● **PASSAGE SHOWN**
========================================================================

United States
STUDY: PESTICIDES IN SOME ORGANIC FOOD
08-May-2002  Associated Press
 
Think organic fruits and vegetables are free of pesticides? Think again.

Almost one-fourth of the organic produce in grocery stores could contain traces of pesticides, including long-banned chemicals like DDT, scientists say.

A Consumers Union-led study of government-collected data found pesticide residue on 23 percent of organic fruits and vegetables and on nearly 75 percent of conventionally grown produce.

The findings don't mean that any of the produce is unsafe. The residues are seldom even close to the limits set by the Environmental Protection Agency. "Consumers who seek to reduce their exposure to pesticide residues can do so reliably by choosing organic produce," the scientists wrote.  "However, none of the choices available on the market is completely free of pesticide residues."

The study is being published Wednesday in the journal Food Additives and Contaminants.

Much of the residues found in organic crops were of organochlorine pesticides, chemicals including DDT and chlordane that plants can soak up from the soil decades after the products were used. Other chemicals could have been applied to the crops improperly or drifted onto the organic fields from adjacent farms, the scientists said.

One sample of organic peaches contained 3.3 parts per million of the pesticide phosmet, suggesting the crop was sprayed shortly before harvest, the study said.

"You normally think that organic are the ones without the pesticides," said Vicki Kirkbride, an Arlington, Va., executive shopping Tuesday at a Fresh Fields supermarket. A sign in the store said organic foods were "grown without the use of synthetic pesticides, fungicides or fertilizers."

"It's very difficult to keep the food from contamination ... but I still say organic is a good idea," said Rodrigo Hurtado, a Washington physician.  Although organic crops account for just 2 percent of U.S. fruit and vegetable acreage, the industry has been growing rapidly. Sales of organic foods reached $7.8 billion in 2000, a 20 percent increase from the year earlier, according to Packaged Facts, a market research firm.

The study was based on sampling by the Agriculture Department and the state of California as well as by the scientists themselves. It did not take into account the many special pesticides that are approved for organic crops, including sulfur and bacteria sprays.

========================================================================

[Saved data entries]
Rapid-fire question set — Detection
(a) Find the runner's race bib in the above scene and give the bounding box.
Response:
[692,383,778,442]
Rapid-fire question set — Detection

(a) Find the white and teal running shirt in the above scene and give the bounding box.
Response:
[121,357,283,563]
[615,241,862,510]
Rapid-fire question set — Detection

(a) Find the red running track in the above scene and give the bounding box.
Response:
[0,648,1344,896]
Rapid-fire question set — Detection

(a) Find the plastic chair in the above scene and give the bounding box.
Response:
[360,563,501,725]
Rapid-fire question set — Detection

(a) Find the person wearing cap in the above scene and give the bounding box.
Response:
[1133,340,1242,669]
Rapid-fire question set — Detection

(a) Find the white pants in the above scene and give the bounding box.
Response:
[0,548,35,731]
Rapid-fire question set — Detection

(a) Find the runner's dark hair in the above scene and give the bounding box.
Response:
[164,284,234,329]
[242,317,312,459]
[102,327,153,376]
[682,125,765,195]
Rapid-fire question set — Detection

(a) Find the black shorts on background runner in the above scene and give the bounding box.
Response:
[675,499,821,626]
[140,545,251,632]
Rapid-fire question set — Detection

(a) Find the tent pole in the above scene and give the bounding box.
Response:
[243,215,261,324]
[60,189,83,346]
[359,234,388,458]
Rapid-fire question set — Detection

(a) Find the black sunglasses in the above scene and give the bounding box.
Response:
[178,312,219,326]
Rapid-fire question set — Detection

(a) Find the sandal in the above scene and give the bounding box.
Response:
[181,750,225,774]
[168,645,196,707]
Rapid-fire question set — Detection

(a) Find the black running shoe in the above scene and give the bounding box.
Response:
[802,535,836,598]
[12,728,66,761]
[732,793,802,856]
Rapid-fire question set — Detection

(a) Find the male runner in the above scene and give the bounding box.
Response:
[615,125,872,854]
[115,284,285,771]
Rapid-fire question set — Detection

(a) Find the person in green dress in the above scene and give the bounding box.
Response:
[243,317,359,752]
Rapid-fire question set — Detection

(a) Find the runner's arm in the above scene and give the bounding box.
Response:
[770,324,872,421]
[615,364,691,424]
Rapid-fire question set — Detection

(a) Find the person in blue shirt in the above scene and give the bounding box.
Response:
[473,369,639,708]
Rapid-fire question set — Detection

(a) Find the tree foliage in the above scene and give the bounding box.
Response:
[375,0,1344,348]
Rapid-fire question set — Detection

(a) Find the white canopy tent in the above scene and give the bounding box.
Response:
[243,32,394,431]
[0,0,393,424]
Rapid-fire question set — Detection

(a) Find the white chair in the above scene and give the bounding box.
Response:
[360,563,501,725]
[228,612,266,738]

========================================================================

● **TASKS TO CARRY OUT**
- A) Repeat the passage of the article on pesticides in organic food between "A Consumers Union-led" and "conventionally grown produce.", inclusive.
- B) Carry on the article on pesticides in organic food, picking up after its last sentence.

● **WRITTEN ANSWERS**
- A)
A Consumers Union-led study of government-collected data found pesticide residue on 23 percent of organic fruits and vegetables and on nearly 75 percent of conventionally grown produce.

- B)
Those products are generally considered less toxic than pesticides used by conventional farms and government inspectors do not test for them.  However, one natural pesticide used by organic farmers, pyrethrum, may cause cancer, and another is linked to neurotoxic effects in rats. The study called for more research on those pesticides.

"Consumers need to recognize that organic production doesn't mean pesticide-free production," said Carl Winter, a food toxicologist at the University of California, Davis.

"The best thing consumers can do is to eat large amounts of fruits and vegetables," he said. "Pesticides allow these to be produced in more abundant manner, making them more affordable and offering consumers greater variety."

Some scientists also have raised concerns about the occurrence of mycotoxins on organic produce as well as the use of manure as fertilizer, which could carry harmful bacteria if not prepared properly. Mycotoxins, substances produced by fungi, can be prevented with the use of conventional pesticides.

The Agriculture Department data that were examined in the Consumers Union study showed residues on seven of 30 samples of organic fruit, and 22 of 97 samples of organic vegetables, or 23 percent of the total organic produce tested. Nine of 19 samples of organic spinach had pesticide traces, and four of 18 carrot samples.

By comparison, pesticides were found on 73 percent of the 26,571 samples of conventional foods that were tested.

"Less is better. Fewer residues and lower levels of residues are better than higher levels of residues and more residues," said Edward Groth, a senior scientist for Consumers Union, publisher of Consumer Reports.

The tests also included some samples of "green-labeled" foods - fruits and vegetables that are sold with claims of reduced pesticide use. There were pesticide residues on about half the samples of those products.

When the organochlorine chemicals were excluded from the analysis of organic foods, 13 percent showed positive for conventional pesticides.